**Short task**.
The records below must be retyped exactly.

**Data shown**.
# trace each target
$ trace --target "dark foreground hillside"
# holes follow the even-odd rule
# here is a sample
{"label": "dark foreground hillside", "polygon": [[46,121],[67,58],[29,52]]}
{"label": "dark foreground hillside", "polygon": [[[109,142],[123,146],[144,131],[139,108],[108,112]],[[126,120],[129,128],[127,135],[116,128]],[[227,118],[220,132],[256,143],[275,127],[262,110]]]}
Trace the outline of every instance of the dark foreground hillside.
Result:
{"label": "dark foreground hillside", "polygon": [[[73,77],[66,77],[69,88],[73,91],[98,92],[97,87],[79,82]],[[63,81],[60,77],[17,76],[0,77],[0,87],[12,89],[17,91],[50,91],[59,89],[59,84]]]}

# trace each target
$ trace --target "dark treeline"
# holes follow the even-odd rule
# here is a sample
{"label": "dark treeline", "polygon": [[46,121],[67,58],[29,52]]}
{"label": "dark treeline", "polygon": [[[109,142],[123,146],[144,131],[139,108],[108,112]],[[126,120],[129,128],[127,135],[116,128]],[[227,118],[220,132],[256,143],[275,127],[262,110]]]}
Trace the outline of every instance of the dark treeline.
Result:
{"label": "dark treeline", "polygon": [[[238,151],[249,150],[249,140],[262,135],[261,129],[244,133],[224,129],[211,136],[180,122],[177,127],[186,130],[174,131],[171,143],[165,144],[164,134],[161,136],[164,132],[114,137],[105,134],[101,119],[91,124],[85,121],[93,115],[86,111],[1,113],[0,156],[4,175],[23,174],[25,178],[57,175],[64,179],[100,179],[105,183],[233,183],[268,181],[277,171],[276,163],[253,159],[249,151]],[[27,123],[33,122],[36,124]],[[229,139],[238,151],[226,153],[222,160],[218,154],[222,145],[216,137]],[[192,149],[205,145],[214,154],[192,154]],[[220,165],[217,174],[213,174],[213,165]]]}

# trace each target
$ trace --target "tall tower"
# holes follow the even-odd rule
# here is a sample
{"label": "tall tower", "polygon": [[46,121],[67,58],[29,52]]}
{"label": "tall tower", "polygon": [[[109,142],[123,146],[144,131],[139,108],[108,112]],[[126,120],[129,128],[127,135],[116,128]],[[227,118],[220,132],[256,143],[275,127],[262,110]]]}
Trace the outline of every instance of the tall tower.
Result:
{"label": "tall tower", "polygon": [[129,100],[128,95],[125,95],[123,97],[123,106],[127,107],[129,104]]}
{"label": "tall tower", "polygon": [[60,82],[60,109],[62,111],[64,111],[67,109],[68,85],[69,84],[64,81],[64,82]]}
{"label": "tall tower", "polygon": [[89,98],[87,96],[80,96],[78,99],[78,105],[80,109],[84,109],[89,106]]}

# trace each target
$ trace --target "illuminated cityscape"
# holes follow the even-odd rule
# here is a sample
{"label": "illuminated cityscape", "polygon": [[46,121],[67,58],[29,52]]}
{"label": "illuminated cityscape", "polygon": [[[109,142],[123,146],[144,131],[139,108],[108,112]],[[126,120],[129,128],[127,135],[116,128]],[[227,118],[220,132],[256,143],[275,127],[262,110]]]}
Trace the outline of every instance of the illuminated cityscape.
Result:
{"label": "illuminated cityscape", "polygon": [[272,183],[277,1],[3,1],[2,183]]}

**Response for this exercise**.
# trace each target
$ trace --target "dark foreground hillside"
# holes follow the even-odd rule
# here is a sample
{"label": "dark foreground hillside", "polygon": [[46,121],[67,58],[29,52]]}
{"label": "dark foreground hillside", "polygon": [[[109,142],[123,146],[144,131],[139,108],[108,112]],[[126,120],[129,128],[127,135],[116,128]],[[227,118],[220,132],[256,143],[275,127],[262,110]]]}
Trace the outline of every instance of the dark foreground hillside.
Result:
{"label": "dark foreground hillside", "polygon": [[[73,77],[66,77],[69,88],[73,91],[98,92],[97,87],[79,82]],[[63,81],[60,77],[17,76],[0,77],[0,87],[12,89],[17,91],[50,91],[59,89],[59,84]]]}

# trace each target
$ trace --target "dark treeline"
# holes follow the even-odd rule
# here is a sample
{"label": "dark treeline", "polygon": [[46,121],[67,58],[29,52]]}
{"label": "dark treeline", "polygon": [[[109,142],[123,146],[144,131],[139,108],[108,112]],[[126,120],[129,128],[127,135],[116,128]],[[227,118],[220,132],[256,143],[275,127],[262,110]]]}
Trace the outline of every instance of the dark treeline.
Result:
{"label": "dark treeline", "polygon": [[[238,151],[249,150],[249,140],[262,135],[261,129],[244,133],[224,129],[211,136],[180,122],[177,127],[186,130],[174,131],[171,143],[165,144],[164,134],[161,136],[164,132],[114,137],[105,134],[101,119],[91,124],[85,121],[93,115],[86,111],[1,113],[0,156],[4,175],[23,174],[25,178],[57,175],[64,179],[100,179],[105,183],[233,183],[268,181],[277,171],[276,163],[253,159],[249,151]],[[27,123],[33,122],[36,124]],[[229,139],[238,151],[226,153],[222,160],[218,154],[222,145],[216,137]],[[192,149],[205,145],[214,154],[192,154]],[[220,165],[217,174],[213,174],[213,165]]]}

# trace each target
$ trace --target "tall tower"
# holes follow the even-odd rule
# here is a sample
{"label": "tall tower", "polygon": [[46,121],[67,58],[29,52]]}
{"label": "tall tower", "polygon": [[[109,142],[123,146],[144,131],[139,108],[108,112]],[[126,120],[129,128],[127,135],[116,128]],[[227,118],[220,132],[256,143],[275,127],[262,110]]]}
Trace the outline of every instance of the tall tower.
Result:
{"label": "tall tower", "polygon": [[129,100],[128,95],[125,95],[123,97],[123,106],[127,107],[129,104]]}
{"label": "tall tower", "polygon": [[60,82],[60,109],[62,111],[64,111],[67,109],[68,85],[69,84],[64,81],[64,82]]}
{"label": "tall tower", "polygon": [[89,98],[87,96],[80,96],[78,99],[78,105],[80,109],[84,109],[89,106]]}

# trace each target
$ trace --target "illuminated cityscape"
# holes follow the even-odd rule
# here is a sample
{"label": "illuminated cityscape", "polygon": [[46,121],[67,58],[29,52]]}
{"label": "illuminated cityscape", "polygon": [[[109,142],[123,146],[144,131],[139,108],[108,112]],[[126,120],[129,128],[127,135],[116,128]],[[227,118],[220,132],[256,143],[275,127],[262,110]]]}
Trace the outline of every instance of the illuminated cityscape.
Result:
{"label": "illuminated cityscape", "polygon": [[272,183],[277,1],[3,1],[2,183]]}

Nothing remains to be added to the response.